Every line from the start of the records below to the line containing "Expected: one point per instance of the goggles" should be retyped exactly, that line included, and no others.

Supplied information:
::::::::::

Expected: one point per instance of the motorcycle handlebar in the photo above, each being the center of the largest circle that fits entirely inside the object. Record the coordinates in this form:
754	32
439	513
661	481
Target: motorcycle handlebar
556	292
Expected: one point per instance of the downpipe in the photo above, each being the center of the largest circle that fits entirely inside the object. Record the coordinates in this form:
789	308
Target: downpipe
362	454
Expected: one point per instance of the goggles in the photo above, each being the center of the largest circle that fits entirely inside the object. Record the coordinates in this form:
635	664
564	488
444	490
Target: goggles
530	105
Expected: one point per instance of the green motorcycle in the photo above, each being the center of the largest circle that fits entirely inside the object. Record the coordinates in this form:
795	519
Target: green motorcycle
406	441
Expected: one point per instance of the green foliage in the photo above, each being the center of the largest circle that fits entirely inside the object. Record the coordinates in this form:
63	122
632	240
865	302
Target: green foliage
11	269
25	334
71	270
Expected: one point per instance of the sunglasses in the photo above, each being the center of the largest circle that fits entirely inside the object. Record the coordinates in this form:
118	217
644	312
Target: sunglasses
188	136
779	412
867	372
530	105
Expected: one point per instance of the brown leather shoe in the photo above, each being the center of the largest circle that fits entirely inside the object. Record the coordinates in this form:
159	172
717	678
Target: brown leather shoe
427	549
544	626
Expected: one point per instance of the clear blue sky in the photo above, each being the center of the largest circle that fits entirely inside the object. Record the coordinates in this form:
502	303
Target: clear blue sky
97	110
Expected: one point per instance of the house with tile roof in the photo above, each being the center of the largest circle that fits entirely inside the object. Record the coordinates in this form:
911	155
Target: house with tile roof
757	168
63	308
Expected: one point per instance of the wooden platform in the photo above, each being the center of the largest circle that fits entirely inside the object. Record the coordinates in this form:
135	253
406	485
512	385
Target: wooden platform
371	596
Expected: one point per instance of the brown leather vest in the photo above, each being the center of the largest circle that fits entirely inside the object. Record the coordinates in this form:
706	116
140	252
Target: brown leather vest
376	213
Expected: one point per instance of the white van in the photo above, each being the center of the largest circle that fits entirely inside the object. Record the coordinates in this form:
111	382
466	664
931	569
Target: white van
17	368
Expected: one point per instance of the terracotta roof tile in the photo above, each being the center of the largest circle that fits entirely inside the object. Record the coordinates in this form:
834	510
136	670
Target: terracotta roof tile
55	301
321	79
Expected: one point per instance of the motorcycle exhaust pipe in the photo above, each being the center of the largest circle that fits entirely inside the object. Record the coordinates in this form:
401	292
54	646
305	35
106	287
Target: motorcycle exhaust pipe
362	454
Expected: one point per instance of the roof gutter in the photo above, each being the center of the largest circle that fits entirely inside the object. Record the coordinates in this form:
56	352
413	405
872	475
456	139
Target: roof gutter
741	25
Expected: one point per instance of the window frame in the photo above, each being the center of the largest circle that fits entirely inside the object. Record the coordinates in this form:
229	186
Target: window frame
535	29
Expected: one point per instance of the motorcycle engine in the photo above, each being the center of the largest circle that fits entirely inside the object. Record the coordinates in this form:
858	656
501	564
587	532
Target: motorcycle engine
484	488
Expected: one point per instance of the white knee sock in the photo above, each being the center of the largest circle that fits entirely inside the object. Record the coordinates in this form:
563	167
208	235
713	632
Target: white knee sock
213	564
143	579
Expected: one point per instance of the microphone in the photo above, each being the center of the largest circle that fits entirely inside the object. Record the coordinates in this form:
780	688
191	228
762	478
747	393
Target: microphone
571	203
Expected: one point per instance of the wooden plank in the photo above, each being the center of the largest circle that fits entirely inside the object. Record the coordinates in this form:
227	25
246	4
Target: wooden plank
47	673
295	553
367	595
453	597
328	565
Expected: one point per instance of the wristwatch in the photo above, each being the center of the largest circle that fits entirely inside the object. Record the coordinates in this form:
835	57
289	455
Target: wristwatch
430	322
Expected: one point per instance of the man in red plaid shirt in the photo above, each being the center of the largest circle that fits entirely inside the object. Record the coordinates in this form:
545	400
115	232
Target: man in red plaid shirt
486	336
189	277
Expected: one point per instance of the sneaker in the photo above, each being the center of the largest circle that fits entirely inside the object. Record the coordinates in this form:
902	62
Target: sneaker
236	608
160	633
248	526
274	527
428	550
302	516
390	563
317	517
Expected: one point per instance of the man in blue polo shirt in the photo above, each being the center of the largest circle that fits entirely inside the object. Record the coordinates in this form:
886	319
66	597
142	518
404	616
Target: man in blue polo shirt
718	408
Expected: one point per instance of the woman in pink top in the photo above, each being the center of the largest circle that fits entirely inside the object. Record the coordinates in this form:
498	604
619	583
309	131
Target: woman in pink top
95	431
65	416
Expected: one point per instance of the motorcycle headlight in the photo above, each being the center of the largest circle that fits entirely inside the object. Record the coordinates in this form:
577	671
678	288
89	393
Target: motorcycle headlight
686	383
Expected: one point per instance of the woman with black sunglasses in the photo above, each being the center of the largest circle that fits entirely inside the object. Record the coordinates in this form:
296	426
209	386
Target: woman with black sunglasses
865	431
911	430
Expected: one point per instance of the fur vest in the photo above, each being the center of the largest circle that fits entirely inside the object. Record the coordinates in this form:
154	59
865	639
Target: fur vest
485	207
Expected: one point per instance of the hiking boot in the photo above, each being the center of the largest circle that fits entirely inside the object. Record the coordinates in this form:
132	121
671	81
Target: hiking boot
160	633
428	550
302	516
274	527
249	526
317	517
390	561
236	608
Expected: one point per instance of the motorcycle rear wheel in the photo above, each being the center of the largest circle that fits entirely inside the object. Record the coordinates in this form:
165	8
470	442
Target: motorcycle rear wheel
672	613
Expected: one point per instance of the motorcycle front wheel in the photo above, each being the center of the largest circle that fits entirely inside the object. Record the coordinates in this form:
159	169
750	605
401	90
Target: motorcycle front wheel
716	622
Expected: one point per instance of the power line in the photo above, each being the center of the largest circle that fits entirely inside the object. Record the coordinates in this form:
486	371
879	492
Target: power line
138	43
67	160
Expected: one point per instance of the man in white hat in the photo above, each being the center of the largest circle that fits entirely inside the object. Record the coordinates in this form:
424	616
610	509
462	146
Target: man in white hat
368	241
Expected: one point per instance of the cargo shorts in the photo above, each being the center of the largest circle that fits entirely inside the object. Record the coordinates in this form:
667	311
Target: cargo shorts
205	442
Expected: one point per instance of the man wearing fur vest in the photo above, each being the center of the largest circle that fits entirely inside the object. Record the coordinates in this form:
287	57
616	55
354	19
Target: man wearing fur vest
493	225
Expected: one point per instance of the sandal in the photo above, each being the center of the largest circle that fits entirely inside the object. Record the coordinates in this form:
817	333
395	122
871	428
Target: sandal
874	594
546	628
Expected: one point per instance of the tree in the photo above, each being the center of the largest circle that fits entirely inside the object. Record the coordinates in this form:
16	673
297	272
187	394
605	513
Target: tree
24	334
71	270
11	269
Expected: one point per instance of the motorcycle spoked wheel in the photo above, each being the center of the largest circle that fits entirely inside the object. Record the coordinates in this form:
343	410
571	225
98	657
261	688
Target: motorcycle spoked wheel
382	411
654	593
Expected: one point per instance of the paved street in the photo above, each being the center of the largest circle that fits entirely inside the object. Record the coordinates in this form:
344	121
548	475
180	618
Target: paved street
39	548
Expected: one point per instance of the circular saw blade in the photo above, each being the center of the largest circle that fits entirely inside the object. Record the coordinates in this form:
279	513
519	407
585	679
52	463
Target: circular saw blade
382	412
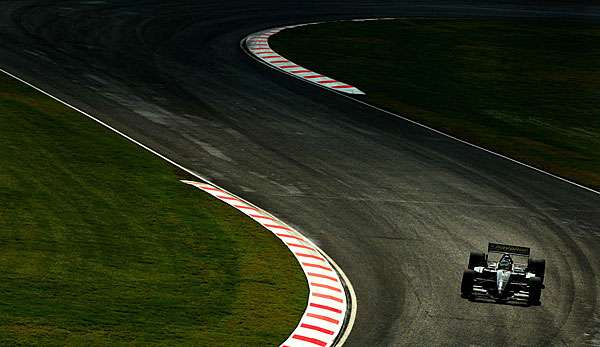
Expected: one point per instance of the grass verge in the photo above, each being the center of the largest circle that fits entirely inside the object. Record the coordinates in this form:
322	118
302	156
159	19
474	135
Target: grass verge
100	244
525	88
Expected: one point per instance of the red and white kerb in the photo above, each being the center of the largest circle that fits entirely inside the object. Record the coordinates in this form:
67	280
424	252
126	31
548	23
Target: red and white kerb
258	45
326	310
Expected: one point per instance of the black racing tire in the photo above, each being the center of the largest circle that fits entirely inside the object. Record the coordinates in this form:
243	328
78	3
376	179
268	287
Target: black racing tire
535	290
476	259
538	267
466	286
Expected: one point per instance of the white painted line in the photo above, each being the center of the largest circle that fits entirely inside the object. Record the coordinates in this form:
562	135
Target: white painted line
339	92
307	249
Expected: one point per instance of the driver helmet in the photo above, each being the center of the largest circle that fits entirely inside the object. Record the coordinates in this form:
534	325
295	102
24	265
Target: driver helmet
505	263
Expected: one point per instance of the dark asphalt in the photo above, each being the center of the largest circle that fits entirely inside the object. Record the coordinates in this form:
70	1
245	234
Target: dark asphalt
397	206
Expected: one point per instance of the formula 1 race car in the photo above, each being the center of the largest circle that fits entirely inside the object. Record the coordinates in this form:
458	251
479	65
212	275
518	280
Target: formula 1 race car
506	273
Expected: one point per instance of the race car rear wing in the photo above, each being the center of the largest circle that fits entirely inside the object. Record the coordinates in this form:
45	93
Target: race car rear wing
515	250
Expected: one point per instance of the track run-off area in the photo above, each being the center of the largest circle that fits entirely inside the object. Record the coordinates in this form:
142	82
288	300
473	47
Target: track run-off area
397	206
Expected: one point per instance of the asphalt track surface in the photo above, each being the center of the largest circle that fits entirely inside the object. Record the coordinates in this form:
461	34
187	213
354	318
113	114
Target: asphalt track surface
397	206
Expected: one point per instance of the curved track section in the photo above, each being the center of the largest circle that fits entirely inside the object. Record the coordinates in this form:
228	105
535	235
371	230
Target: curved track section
327	310
397	206
258	45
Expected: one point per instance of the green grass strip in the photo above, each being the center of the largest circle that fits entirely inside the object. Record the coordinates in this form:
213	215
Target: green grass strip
100	244
529	89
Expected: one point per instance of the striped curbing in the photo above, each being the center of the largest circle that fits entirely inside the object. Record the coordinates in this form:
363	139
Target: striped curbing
258	45
331	308
328	308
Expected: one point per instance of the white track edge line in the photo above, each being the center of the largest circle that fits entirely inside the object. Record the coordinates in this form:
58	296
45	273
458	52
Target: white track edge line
413	121
341	273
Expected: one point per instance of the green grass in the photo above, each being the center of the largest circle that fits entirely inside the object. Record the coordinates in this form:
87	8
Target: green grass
526	88
100	244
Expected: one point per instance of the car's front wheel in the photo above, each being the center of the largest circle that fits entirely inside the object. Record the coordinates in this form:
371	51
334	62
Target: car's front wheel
466	286
535	290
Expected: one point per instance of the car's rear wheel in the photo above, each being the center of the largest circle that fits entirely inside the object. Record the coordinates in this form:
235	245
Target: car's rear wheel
466	286
535	290
476	259
538	267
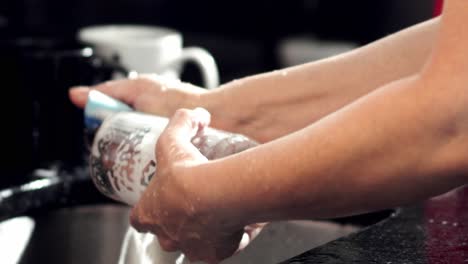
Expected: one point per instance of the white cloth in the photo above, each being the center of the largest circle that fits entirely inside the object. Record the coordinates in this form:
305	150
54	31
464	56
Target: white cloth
277	242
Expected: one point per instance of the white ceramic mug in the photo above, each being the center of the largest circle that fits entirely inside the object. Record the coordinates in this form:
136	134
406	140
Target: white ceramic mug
148	49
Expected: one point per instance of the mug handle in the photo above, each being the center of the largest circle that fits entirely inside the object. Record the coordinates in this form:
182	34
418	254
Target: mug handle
205	61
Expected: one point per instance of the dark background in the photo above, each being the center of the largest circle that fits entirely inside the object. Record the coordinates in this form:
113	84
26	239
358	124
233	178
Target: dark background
241	34
41	126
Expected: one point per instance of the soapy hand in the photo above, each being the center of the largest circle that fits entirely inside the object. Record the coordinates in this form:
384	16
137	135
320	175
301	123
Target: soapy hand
175	207
149	93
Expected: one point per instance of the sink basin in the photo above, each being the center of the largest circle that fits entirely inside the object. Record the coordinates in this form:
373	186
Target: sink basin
82	234
95	233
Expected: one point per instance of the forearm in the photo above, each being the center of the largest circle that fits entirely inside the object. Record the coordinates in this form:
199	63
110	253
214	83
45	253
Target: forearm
311	91
391	147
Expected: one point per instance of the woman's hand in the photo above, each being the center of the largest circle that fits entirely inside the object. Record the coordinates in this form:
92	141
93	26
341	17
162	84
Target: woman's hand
147	93
175	205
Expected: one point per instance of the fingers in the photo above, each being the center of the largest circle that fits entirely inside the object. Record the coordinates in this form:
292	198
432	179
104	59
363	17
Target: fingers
185	124
79	96
174	144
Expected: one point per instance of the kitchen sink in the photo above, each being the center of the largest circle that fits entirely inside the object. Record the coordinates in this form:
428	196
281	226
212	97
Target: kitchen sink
94	234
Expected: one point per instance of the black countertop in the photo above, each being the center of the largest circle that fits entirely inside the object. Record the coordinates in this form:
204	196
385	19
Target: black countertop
435	231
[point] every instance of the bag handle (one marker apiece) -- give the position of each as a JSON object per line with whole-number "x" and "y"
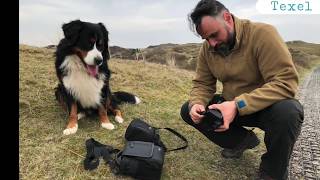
{"x": 178, "y": 135}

::::::::::

Exercise result:
Expected: one point per instance of the motorcycle handlebar in the photo above, each being the center of the largest circle that fits entirely inside the object. Record the coordinates in this form:
754	32
439	513
661	481
Target: motorcycle handlebar
556	292
Expected: one point per instance of the downpipe in the photo above, each being the center of the largest circle that fits entirely inside the object. Record the coordinates in this form:
789	308
Target: downpipe
362	454
Expected: one point per instance of the goggles in the photo above, each being the center of the largest circle that fits entirely inside the object. Record the coordinates in this form:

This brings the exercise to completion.